STATED TASK
Translate this sentence from the Docker RDMA networking page into Spanish: "Mellanox OFED 4.4 or higher must be installed on the host."

PAGE EXTRACT
┌────────

Docker RDMA SRIOV Networking with ConnectX4/ConnectX5

Version 14

    This post shows how to use Mellanox ConnectX-4/ConnectX-5 InfiniBand or RoCE HCAs with Docker Containers.

     

     

    Overview

     

    RDMA Support to Docker containers is provided using virtual RDMA devices (vHCA) implemented using SRIOV capability of the Mellanox ConnectX-4/ConnectX-5 HCAs.

    Virtual networking devices made available using IPoIB or Ethernet SRIOV HCA. Virtual networking devices are created using SR-IOV VF. Each such IPoIB or Ethernet networking device and vHCA will be provisioned for a Container using SRIOV networking plugin and Docker runtime tool docker_rdma_sriov.

     

    Configuration and setup involves following steps.

    1. Enable Virtualization (SR-IOV) in the BIOS (prerequisites)
    2. Enable SR-IOV in the HCA
    3. Enable Virtualization in OpenSM
    4. Install SRIOV plugin
    5. Install docker_rdma_sriov tool
    6. Start SRIOV network plugin
    7. Create one or more tenant networks
    8. Start Containers
    9. Delete network

     

     

    Prerequisites

    Mellanox OFED 4.4 or higher must be installed on the host.

     

    Configuration

    1.  Enable Virtualization (SR-IOV) in the BIOS (prerequisites)

         Make sure that SR-IOV is enabled in the BIOS of the specific server. Each server has different BIOS configuration options for virtualization. See HowTo Set Dell PowerEdge R730 BIOS parameters to support SR-IOV for BIOS configuration examples.

     

    2.  Enable SR-IOV in HCA

    (a) Run MFT

    # mst start

    Starting MST (Mellanox Software Tools) driver set

    Loading MST PCI module - Success

    Loading MST PCI configuration module - Success

    Create devices

    (b) Locate the HCA device on the desired PCI slot.

    MST modules:

    ------------

        MST PCI module loaded

        MST PCI configuration module loaded

    MST devices:

    ------------

    /dev/mst/mt4115_pciconf0         - PCI configuration cycles access.

└────────

PROVIDED MATERIAL
┌────────

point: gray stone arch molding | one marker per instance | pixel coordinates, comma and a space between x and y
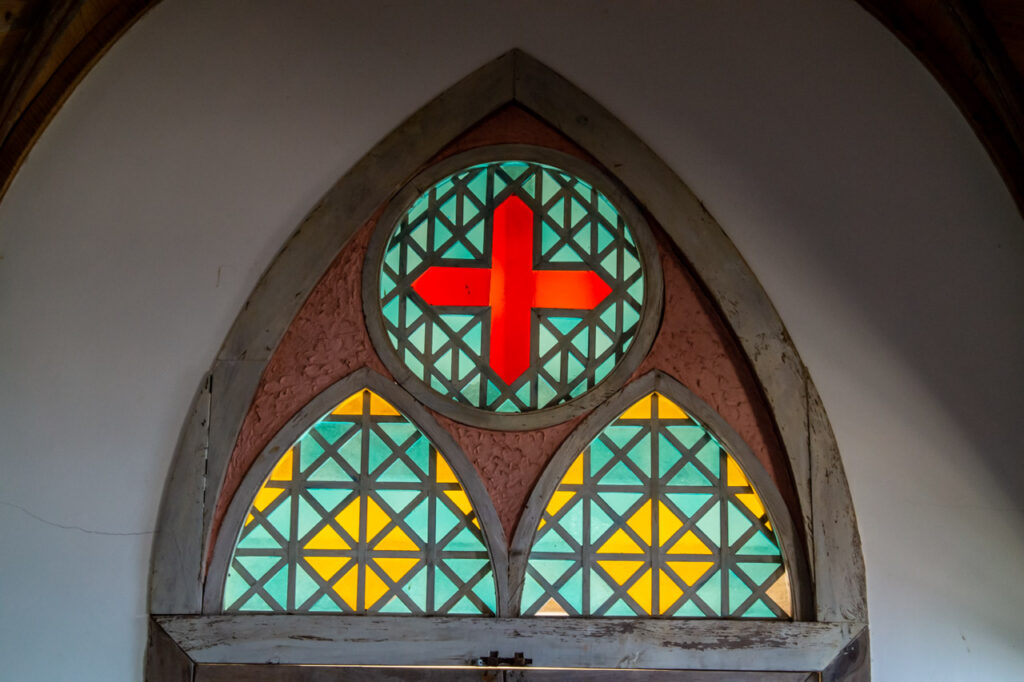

└────────

ANSWER IN FULL
Mellanox OFED 4.4 o superior debe estar instalado en el host.